GIVEN EXERCISE:
Rewrite all of the data below with "grounding API" changed to "detection API" and nothing else altered. Leave the pictures out of your version.

(A run of records)
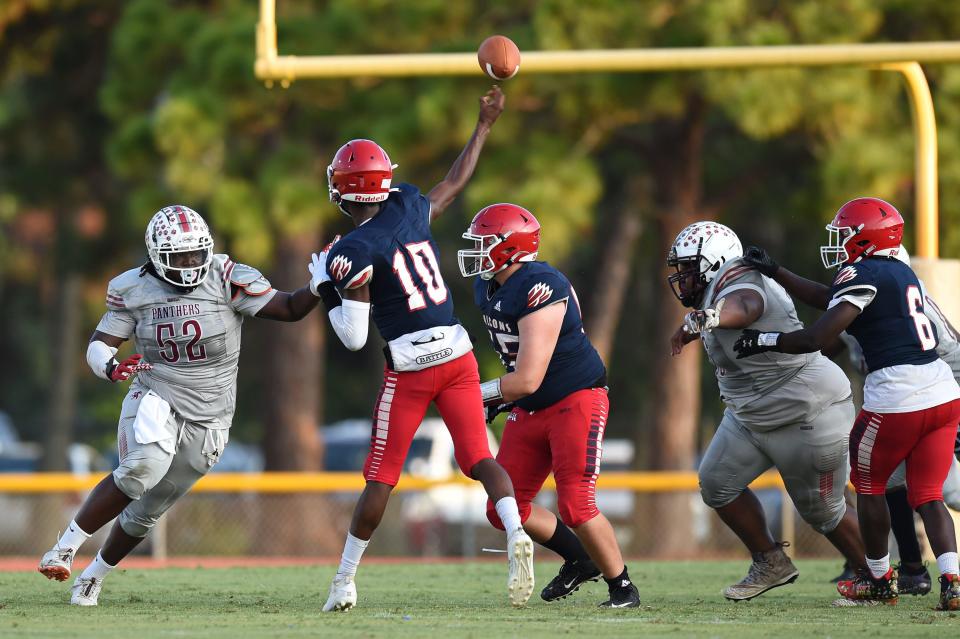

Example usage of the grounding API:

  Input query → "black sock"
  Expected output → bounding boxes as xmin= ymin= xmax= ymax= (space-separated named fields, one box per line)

xmin=603 ymin=566 xmax=630 ymax=590
xmin=886 ymin=488 xmax=923 ymax=564
xmin=540 ymin=517 xmax=590 ymax=561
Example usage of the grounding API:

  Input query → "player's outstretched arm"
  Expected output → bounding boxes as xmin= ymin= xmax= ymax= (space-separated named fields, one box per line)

xmin=743 ymin=246 xmax=830 ymax=311
xmin=87 ymin=331 xmax=153 ymax=382
xmin=255 ymin=286 xmax=320 ymax=322
xmin=733 ymin=301 xmax=860 ymax=359
xmin=480 ymin=301 xmax=567 ymax=404
xmin=427 ymin=85 xmax=505 ymax=222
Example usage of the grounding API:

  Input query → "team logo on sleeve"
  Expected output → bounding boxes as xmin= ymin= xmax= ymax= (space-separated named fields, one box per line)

RESPONSE FOR THIS EXERCISE:
Example usage of the detection API:

  Input query → "black sock"
  Expected output → bounding boxes as xmin= ymin= xmax= ymax= (space-separated named fields, one box per line)

xmin=603 ymin=566 xmax=630 ymax=590
xmin=886 ymin=488 xmax=923 ymax=564
xmin=540 ymin=517 xmax=590 ymax=561
Example usage of the detection API:

  Input query → "player's outstretched arm"
  Expected output → bounding boxes as xmin= ymin= xmax= ymax= (space-separated named fields, one box per line)

xmin=743 ymin=246 xmax=830 ymax=311
xmin=87 ymin=331 xmax=153 ymax=382
xmin=255 ymin=286 xmax=320 ymax=322
xmin=733 ymin=301 xmax=860 ymax=359
xmin=480 ymin=301 xmax=567 ymax=404
xmin=427 ymin=85 xmax=505 ymax=222
Example usage of the detection API:

  Input query → "team logo on sleeve"
  Expected output → bounding boxes as xmin= ymin= xmax= ymax= (space-separated named fields, one box per line)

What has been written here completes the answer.